EXERCISE OBJECTIVE: Could you show each line of the records that contains the word "hand"?

═══ EXERCISE MATERIAL ═══

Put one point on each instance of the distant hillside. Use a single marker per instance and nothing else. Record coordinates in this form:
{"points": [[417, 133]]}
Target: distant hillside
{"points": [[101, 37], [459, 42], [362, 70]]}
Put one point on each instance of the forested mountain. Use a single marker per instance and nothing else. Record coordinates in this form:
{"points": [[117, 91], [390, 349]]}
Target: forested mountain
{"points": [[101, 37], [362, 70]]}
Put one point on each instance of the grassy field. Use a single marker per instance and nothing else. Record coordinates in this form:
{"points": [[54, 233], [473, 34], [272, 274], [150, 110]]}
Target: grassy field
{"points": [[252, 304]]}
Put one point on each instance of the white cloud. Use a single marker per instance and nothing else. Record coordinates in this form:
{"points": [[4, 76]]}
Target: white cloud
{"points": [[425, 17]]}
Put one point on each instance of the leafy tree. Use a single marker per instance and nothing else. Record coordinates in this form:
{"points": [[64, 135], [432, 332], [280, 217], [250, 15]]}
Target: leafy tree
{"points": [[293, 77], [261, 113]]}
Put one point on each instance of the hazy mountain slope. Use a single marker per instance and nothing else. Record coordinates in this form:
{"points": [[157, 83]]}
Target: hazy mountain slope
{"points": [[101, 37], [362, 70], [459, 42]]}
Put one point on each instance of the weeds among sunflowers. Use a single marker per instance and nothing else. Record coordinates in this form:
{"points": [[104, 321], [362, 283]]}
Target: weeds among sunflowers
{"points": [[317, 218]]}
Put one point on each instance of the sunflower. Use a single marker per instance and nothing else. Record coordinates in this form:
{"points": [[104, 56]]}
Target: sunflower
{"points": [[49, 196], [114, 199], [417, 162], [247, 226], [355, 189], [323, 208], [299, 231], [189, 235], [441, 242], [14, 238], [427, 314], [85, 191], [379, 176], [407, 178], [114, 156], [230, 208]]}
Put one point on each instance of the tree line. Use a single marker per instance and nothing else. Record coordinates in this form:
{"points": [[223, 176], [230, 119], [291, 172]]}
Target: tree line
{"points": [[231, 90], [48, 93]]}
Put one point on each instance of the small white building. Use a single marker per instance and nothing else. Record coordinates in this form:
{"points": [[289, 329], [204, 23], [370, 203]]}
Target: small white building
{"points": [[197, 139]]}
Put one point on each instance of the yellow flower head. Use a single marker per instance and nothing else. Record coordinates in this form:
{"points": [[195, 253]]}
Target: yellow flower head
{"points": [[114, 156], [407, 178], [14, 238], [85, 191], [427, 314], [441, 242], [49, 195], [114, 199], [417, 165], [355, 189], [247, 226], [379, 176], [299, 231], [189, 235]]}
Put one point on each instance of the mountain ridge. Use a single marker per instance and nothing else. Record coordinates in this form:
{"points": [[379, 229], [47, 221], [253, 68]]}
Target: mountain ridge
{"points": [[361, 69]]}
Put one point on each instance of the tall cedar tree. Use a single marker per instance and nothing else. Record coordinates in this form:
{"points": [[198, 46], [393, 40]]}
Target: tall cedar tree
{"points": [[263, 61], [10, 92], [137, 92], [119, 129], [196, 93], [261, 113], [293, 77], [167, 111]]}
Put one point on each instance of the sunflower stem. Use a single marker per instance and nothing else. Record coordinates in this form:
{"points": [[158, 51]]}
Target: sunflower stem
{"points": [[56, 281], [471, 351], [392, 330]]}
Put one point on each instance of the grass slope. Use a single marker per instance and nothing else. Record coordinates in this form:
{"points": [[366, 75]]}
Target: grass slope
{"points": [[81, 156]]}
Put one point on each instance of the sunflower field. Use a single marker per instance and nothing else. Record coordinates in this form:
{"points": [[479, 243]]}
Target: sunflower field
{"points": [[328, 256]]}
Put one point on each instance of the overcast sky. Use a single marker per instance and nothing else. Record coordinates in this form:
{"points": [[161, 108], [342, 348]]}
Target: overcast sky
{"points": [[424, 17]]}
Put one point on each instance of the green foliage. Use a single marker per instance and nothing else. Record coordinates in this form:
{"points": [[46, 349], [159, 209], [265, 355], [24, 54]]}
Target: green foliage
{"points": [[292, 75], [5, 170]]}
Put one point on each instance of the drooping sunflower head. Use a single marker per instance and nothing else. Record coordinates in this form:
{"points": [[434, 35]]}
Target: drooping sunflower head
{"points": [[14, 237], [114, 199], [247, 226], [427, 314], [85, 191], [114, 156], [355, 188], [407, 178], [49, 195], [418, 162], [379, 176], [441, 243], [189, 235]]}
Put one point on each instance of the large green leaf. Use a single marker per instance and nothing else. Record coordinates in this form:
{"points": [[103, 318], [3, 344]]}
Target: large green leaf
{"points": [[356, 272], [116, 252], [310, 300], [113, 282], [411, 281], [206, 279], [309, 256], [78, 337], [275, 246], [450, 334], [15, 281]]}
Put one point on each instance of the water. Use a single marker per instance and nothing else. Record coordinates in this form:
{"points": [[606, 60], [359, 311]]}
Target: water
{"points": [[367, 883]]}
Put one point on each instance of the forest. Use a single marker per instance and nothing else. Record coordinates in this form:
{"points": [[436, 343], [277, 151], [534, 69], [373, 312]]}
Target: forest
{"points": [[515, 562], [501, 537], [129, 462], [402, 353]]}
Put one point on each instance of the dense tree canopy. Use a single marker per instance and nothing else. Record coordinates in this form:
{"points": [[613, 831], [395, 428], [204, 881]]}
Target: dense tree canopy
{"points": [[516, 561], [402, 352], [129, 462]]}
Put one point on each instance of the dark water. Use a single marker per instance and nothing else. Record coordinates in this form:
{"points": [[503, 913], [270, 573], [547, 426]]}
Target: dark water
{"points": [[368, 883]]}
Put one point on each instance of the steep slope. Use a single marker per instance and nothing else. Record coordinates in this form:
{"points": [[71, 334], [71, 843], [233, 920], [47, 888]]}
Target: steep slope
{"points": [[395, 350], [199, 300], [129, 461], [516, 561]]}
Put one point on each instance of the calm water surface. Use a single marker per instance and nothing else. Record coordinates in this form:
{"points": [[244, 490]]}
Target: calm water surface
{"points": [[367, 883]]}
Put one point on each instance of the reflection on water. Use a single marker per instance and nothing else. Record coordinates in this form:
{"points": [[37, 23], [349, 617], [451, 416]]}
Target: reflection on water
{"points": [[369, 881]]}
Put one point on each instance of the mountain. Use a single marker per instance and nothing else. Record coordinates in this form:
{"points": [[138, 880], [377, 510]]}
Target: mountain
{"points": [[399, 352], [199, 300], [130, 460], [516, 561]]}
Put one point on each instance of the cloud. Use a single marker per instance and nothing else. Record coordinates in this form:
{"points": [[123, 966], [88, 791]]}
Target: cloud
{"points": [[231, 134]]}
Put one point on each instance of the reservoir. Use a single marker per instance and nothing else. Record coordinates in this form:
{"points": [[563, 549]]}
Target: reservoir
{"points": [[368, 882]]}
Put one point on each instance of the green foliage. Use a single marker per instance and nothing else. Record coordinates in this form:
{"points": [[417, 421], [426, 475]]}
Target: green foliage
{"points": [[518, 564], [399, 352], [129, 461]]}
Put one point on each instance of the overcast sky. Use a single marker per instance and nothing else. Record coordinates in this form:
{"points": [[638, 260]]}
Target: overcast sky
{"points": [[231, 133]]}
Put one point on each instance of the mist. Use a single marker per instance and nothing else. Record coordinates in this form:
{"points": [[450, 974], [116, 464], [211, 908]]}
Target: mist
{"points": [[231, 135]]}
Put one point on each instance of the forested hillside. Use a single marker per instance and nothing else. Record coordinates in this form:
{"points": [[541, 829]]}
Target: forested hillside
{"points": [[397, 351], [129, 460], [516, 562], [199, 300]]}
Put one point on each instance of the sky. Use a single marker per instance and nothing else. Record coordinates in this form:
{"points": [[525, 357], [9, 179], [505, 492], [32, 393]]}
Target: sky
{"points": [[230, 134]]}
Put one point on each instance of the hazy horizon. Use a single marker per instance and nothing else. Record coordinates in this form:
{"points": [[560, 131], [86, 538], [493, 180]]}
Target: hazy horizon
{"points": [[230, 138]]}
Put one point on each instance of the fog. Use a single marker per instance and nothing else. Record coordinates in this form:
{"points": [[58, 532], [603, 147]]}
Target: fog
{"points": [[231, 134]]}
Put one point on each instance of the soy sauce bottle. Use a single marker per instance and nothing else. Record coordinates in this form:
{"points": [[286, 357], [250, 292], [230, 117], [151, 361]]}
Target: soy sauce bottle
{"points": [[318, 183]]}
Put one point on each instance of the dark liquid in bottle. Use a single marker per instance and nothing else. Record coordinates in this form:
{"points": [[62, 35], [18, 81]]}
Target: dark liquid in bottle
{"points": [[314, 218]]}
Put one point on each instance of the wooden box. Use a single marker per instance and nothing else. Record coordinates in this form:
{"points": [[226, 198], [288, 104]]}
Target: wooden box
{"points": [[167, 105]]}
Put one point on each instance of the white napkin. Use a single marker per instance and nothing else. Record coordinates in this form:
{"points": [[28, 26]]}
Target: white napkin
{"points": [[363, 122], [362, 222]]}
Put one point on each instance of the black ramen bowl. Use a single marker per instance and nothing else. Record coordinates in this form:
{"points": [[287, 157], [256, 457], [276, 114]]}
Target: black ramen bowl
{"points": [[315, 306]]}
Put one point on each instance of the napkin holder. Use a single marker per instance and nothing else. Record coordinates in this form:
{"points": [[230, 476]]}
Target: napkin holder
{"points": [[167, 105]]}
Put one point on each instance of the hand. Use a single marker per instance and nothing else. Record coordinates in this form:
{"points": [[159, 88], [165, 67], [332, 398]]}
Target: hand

═══

THE ANSWER:
Put one point on each instance of the hand. Use a single marker per instance and nothing else. Record coordinates in this form:
Target: hand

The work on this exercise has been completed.